*** Block opens ***

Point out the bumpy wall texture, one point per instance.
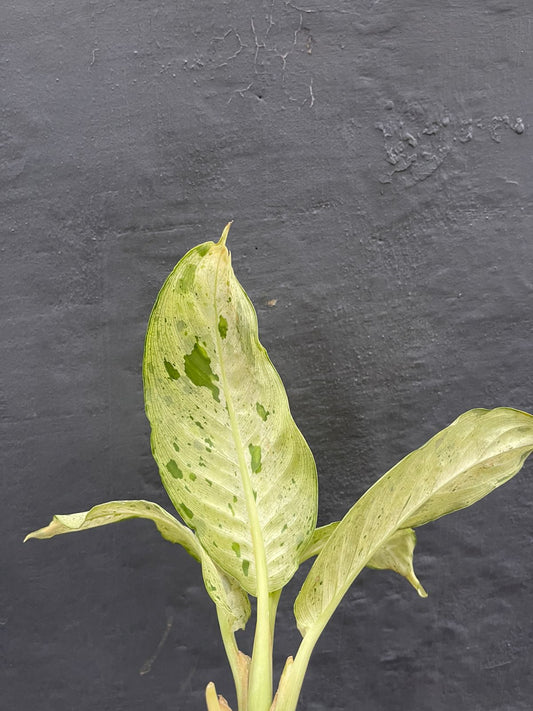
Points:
(376, 159)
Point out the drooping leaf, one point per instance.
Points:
(224, 591)
(231, 458)
(395, 554)
(478, 452)
(113, 512)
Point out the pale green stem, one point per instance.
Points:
(260, 683)
(274, 600)
(289, 692)
(260, 680)
(232, 652)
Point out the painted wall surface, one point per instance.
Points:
(377, 160)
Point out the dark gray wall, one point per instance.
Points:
(377, 160)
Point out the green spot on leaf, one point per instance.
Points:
(172, 372)
(186, 512)
(198, 370)
(203, 249)
(255, 458)
(174, 469)
(222, 326)
(263, 414)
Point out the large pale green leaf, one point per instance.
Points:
(478, 452)
(231, 458)
(395, 554)
(225, 592)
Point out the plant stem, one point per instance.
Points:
(238, 662)
(291, 685)
(260, 679)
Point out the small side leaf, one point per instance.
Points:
(477, 453)
(395, 554)
(113, 512)
(225, 592)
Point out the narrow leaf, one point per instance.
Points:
(225, 592)
(232, 460)
(395, 554)
(478, 452)
(112, 512)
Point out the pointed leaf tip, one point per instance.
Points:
(224, 235)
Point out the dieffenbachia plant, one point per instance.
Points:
(243, 480)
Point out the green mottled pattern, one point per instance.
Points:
(478, 452)
(226, 421)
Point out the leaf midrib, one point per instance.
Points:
(258, 544)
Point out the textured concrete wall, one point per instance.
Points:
(377, 160)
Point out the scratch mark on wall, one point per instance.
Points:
(147, 666)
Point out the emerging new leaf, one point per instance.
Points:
(230, 456)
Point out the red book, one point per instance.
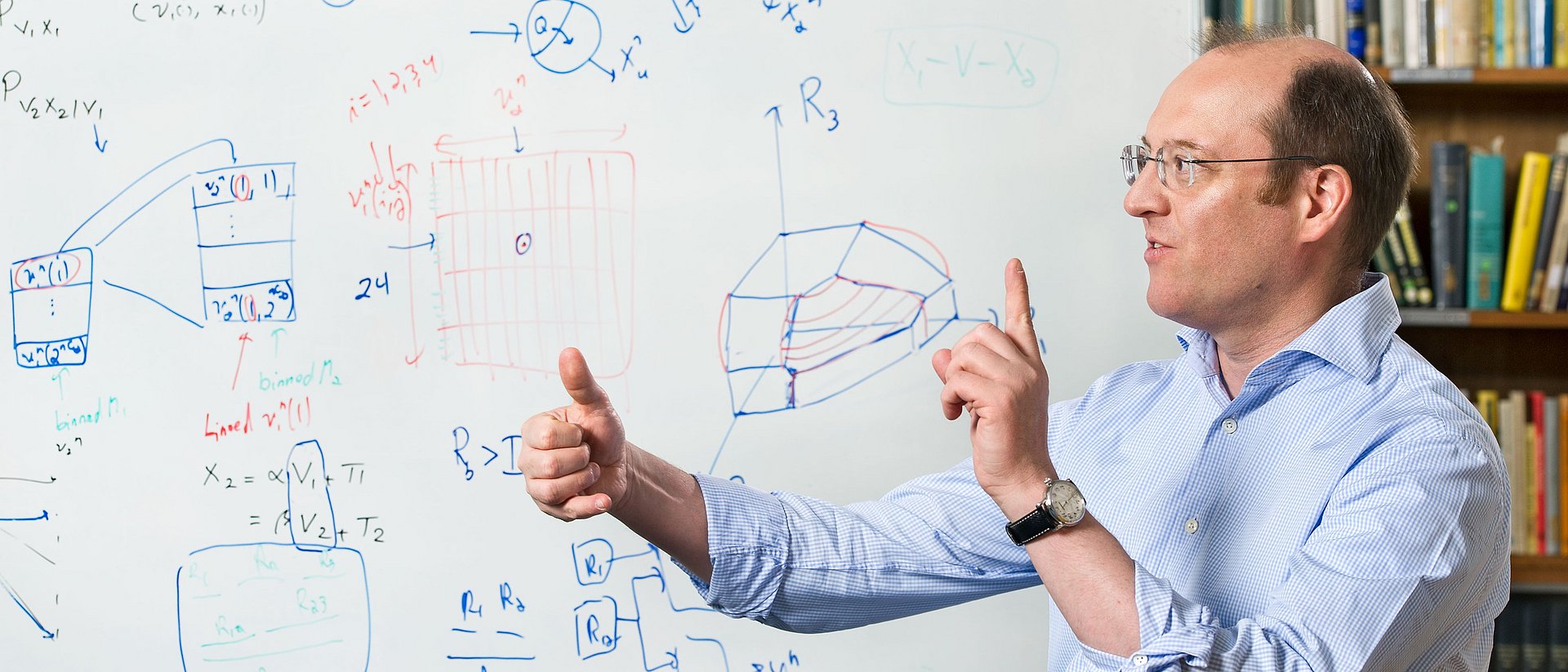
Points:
(1539, 460)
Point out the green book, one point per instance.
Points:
(1484, 267)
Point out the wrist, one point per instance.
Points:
(1019, 497)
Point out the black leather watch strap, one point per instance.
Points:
(1032, 527)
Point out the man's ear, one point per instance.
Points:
(1325, 201)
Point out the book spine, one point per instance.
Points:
(1448, 223)
(1562, 477)
(1407, 279)
(1521, 33)
(1540, 33)
(1441, 33)
(1484, 269)
(1374, 42)
(1556, 251)
(1551, 448)
(1486, 41)
(1392, 15)
(1537, 496)
(1526, 229)
(1418, 269)
(1383, 262)
(1356, 29)
(1503, 32)
(1548, 225)
(1465, 32)
(1416, 27)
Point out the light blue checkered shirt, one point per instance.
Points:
(1349, 510)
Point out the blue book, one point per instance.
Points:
(1484, 271)
(1356, 29)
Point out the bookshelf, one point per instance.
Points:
(1487, 348)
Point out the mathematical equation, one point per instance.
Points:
(49, 107)
(470, 460)
(250, 11)
(400, 80)
(968, 66)
(791, 13)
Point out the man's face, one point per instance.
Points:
(1220, 251)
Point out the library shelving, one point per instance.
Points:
(1487, 348)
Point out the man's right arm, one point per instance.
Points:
(579, 465)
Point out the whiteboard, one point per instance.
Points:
(287, 276)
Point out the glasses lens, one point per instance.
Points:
(1133, 160)
(1181, 171)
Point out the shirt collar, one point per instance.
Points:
(1351, 336)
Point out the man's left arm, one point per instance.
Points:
(1380, 580)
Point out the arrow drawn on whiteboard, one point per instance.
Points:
(429, 243)
(60, 378)
(22, 605)
(243, 340)
(233, 158)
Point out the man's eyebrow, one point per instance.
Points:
(1175, 143)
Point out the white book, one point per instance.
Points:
(1329, 19)
(1465, 32)
(1416, 33)
(1441, 33)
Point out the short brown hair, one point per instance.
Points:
(1343, 115)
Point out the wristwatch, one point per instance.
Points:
(1060, 508)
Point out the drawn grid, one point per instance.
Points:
(535, 254)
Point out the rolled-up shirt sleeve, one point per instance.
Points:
(804, 564)
(1385, 580)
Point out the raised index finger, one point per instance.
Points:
(579, 381)
(1018, 323)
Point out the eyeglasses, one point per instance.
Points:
(1178, 168)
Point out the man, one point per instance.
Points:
(1297, 491)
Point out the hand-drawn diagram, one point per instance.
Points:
(535, 254)
(283, 607)
(864, 296)
(968, 66)
(18, 554)
(562, 35)
(243, 257)
(653, 616)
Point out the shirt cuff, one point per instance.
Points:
(746, 542)
(1162, 612)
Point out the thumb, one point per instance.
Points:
(1018, 325)
(579, 380)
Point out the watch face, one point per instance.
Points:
(1067, 501)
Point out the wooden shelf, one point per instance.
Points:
(1542, 572)
(1528, 77)
(1481, 318)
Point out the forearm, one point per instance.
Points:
(664, 505)
(1089, 576)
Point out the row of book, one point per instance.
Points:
(1532, 634)
(1467, 264)
(1530, 429)
(1419, 33)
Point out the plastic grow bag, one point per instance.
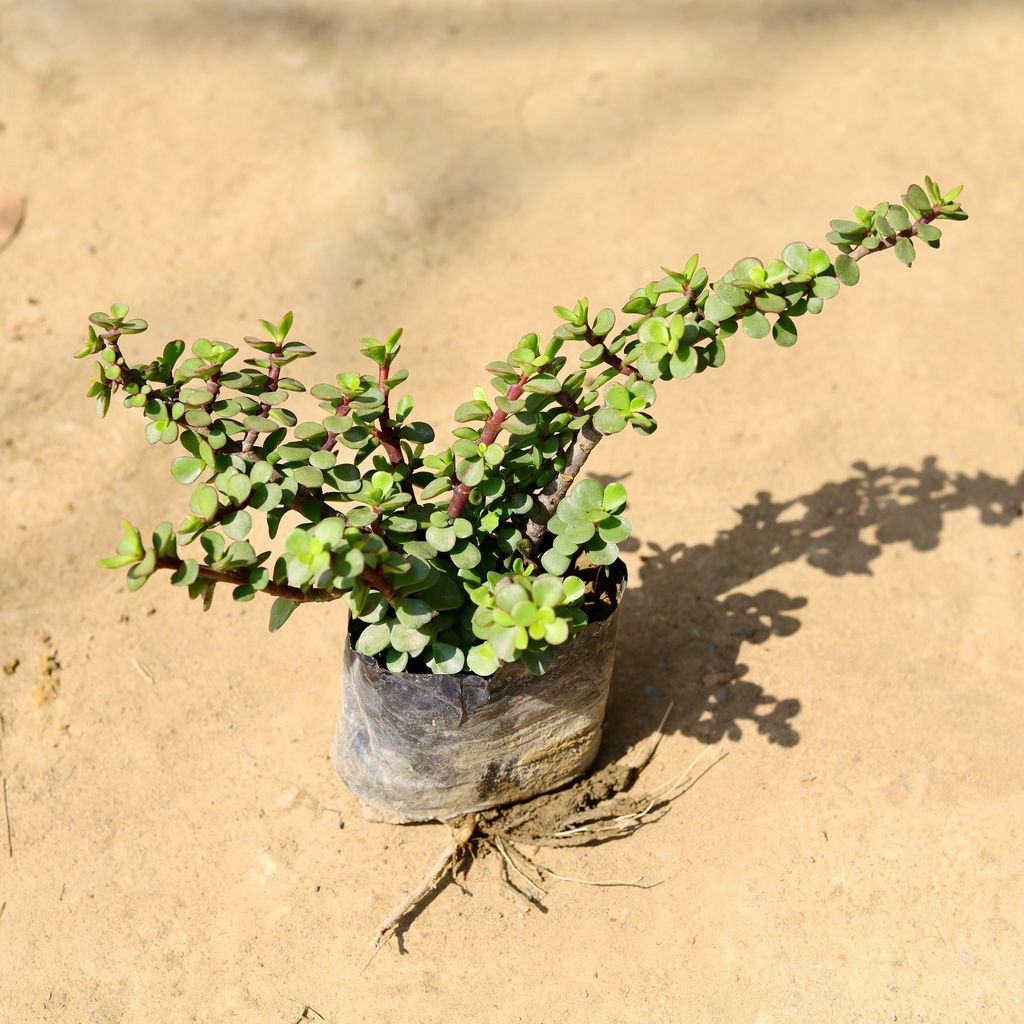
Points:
(418, 747)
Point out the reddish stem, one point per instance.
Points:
(272, 376)
(487, 435)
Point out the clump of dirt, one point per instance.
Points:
(49, 674)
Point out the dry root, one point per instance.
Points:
(594, 810)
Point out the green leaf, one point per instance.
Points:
(603, 323)
(717, 309)
(825, 288)
(409, 640)
(607, 421)
(684, 363)
(414, 611)
(554, 562)
(817, 261)
(280, 611)
(916, 198)
(307, 476)
(770, 303)
(756, 324)
(904, 251)
(795, 256)
(239, 488)
(186, 573)
(614, 498)
(238, 524)
(471, 471)
(442, 538)
(204, 502)
(654, 331)
(445, 658)
(547, 591)
(482, 660)
(847, 269)
(374, 639)
(186, 470)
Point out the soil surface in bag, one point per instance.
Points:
(418, 747)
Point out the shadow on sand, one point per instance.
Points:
(685, 620)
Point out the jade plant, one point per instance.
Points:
(487, 550)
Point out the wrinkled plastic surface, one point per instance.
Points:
(417, 747)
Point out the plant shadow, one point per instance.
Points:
(684, 623)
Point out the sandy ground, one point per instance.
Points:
(836, 525)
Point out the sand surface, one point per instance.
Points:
(837, 526)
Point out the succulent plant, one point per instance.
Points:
(486, 551)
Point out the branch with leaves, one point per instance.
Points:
(491, 550)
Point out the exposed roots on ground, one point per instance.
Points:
(596, 809)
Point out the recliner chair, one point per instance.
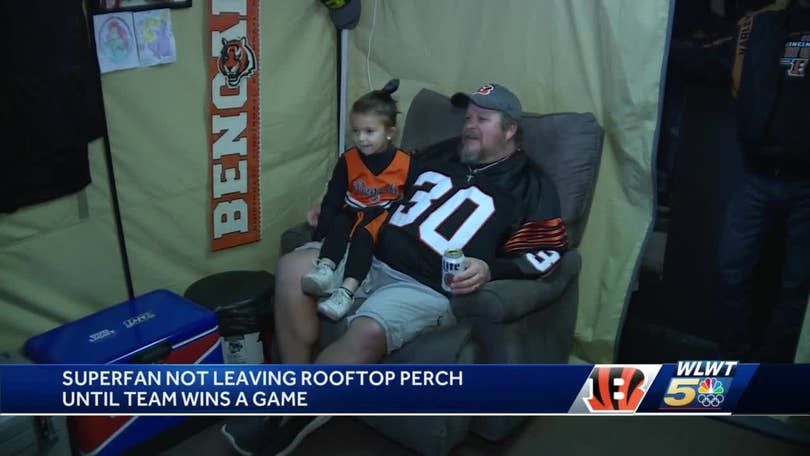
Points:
(507, 321)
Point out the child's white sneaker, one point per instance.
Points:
(320, 280)
(338, 305)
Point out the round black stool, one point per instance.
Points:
(243, 302)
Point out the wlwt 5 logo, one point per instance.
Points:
(699, 386)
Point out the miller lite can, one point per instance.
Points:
(452, 264)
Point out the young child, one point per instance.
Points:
(366, 181)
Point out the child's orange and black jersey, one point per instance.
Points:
(363, 181)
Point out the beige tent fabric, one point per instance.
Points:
(603, 57)
(57, 266)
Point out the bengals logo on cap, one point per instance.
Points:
(485, 89)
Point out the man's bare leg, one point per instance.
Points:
(296, 318)
(363, 343)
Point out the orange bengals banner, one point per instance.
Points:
(234, 142)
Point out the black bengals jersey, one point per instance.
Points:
(505, 213)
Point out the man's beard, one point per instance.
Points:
(469, 156)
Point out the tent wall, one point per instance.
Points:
(603, 57)
(59, 260)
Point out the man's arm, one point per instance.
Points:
(534, 249)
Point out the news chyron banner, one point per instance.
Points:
(688, 387)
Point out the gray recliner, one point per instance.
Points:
(507, 321)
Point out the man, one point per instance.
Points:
(487, 199)
(767, 64)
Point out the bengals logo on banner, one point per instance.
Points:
(615, 389)
(236, 61)
(234, 64)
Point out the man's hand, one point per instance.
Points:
(472, 278)
(312, 215)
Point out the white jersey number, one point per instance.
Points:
(422, 201)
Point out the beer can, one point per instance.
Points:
(452, 264)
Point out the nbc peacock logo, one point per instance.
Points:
(711, 393)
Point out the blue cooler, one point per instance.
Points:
(157, 327)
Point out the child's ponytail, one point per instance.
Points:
(380, 102)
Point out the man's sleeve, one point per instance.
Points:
(333, 200)
(534, 249)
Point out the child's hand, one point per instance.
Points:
(312, 215)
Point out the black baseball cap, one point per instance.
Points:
(491, 96)
(345, 14)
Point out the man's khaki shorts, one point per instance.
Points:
(403, 306)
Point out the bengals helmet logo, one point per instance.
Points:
(615, 389)
(236, 61)
(485, 89)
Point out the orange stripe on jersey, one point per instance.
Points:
(538, 235)
(366, 189)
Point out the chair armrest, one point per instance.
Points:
(295, 236)
(502, 301)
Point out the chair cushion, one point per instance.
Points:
(567, 146)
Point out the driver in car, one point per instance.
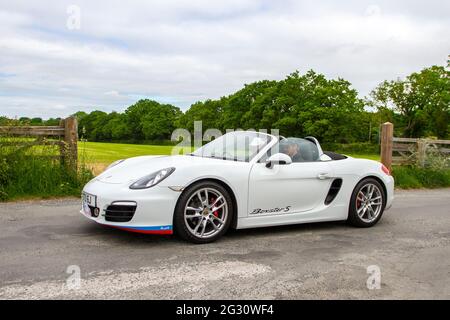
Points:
(292, 149)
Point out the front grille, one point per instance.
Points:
(91, 209)
(120, 213)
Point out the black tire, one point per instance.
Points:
(180, 225)
(353, 218)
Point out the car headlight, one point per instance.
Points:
(115, 163)
(152, 179)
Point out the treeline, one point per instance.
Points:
(299, 105)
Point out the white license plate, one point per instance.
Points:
(89, 199)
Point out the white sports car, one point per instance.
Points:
(242, 179)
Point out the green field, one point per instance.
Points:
(99, 152)
(105, 153)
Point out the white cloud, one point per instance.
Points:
(182, 51)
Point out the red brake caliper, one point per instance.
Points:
(215, 212)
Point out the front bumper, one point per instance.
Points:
(154, 206)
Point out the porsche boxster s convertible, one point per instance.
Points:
(243, 179)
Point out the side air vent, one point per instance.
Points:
(334, 189)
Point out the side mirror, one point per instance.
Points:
(324, 157)
(278, 158)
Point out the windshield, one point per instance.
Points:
(235, 146)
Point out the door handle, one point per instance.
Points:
(323, 176)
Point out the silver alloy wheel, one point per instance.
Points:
(206, 212)
(369, 202)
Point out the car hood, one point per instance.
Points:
(133, 169)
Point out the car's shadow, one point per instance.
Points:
(125, 237)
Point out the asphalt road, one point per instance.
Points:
(41, 241)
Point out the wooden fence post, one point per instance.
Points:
(421, 152)
(387, 134)
(71, 139)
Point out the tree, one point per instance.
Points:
(422, 99)
(148, 119)
(209, 112)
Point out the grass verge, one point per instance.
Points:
(410, 177)
(31, 173)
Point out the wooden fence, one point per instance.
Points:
(65, 136)
(398, 151)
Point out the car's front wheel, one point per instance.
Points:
(203, 213)
(367, 203)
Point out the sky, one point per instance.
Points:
(59, 57)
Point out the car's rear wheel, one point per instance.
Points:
(367, 203)
(203, 213)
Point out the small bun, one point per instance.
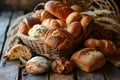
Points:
(86, 21)
(30, 21)
(77, 8)
(37, 14)
(46, 15)
(74, 16)
(37, 31)
(23, 28)
(88, 59)
(37, 65)
(62, 65)
(105, 46)
(18, 51)
(74, 28)
(59, 38)
(53, 23)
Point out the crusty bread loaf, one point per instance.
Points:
(77, 8)
(62, 65)
(88, 59)
(59, 38)
(37, 31)
(18, 51)
(105, 46)
(45, 15)
(54, 23)
(23, 28)
(58, 9)
(86, 21)
(74, 28)
(37, 65)
(27, 23)
(74, 16)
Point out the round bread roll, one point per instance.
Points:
(23, 28)
(46, 15)
(86, 21)
(37, 31)
(58, 9)
(18, 51)
(37, 14)
(59, 38)
(74, 16)
(88, 59)
(30, 21)
(37, 65)
(105, 46)
(62, 65)
(77, 8)
(53, 23)
(74, 28)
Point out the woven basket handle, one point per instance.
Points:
(38, 6)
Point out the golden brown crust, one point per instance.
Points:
(105, 46)
(74, 16)
(18, 51)
(37, 65)
(59, 38)
(58, 9)
(77, 8)
(53, 23)
(45, 15)
(74, 28)
(23, 28)
(86, 21)
(62, 65)
(88, 59)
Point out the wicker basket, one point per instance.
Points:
(40, 48)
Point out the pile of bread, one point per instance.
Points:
(59, 26)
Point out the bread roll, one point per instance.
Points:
(74, 28)
(37, 31)
(23, 28)
(45, 15)
(105, 46)
(37, 14)
(86, 21)
(18, 51)
(58, 9)
(54, 23)
(77, 8)
(59, 38)
(62, 65)
(88, 59)
(37, 65)
(74, 16)
(27, 23)
(30, 21)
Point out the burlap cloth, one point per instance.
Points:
(12, 33)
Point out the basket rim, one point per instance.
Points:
(28, 37)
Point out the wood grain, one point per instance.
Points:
(11, 67)
(97, 75)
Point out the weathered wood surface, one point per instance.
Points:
(11, 71)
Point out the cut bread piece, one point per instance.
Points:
(18, 51)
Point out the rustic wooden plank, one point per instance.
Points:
(96, 75)
(56, 76)
(111, 72)
(28, 76)
(10, 67)
(4, 22)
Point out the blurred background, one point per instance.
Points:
(26, 5)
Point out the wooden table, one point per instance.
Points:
(11, 71)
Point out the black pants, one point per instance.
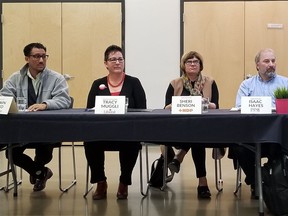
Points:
(199, 157)
(95, 155)
(43, 155)
(246, 157)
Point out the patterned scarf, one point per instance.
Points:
(198, 85)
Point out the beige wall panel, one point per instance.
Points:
(216, 30)
(24, 23)
(88, 28)
(258, 36)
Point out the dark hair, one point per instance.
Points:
(110, 49)
(27, 49)
(190, 55)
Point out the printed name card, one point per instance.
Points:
(256, 105)
(7, 105)
(186, 105)
(110, 105)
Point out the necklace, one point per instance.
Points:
(117, 85)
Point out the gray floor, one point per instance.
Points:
(179, 198)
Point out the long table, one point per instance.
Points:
(159, 126)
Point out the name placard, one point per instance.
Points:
(186, 105)
(7, 105)
(110, 104)
(256, 105)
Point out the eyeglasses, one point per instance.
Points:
(114, 60)
(37, 56)
(190, 62)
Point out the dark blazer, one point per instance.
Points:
(131, 88)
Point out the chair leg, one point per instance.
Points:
(141, 171)
(87, 188)
(218, 175)
(238, 179)
(74, 170)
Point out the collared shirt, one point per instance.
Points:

*** Block closes ***

# TASK TO COMPLETE
All that is wanted is the stretch of lines above from the one containing "Point out the glasses" through the one containing "Point out the raised", duplicated exactly.

# OUTPUT BELOW
Point out the glasses lens, one point per instance.
Points:
(1133, 160)
(1181, 171)
Point out the shirt collar, one point per instance.
Points:
(1351, 336)
Point out the man's left arm, one point per instance.
Points:
(1380, 580)
Point out the arrow drawn on whiteboard, one point per instance.
Points:
(429, 243)
(60, 378)
(22, 605)
(243, 340)
(233, 158)
Point out the man's eyebrow, one point per instance.
Points:
(1175, 143)
Point out the white book, one point per instance.
Points:
(1329, 19)
(1465, 32)
(1416, 33)
(1441, 33)
Point out the short brown hair, one point per instance.
Points:
(1343, 115)
Point out the wristwatch, one point per instance.
Points:
(1060, 508)
Point out the drawn grid, one point per instance.
Points:
(535, 254)
Point out the rolled-up shirt sleeve, one point per instance.
Points:
(804, 564)
(1385, 580)
Point out the raised index finger, one point per instance.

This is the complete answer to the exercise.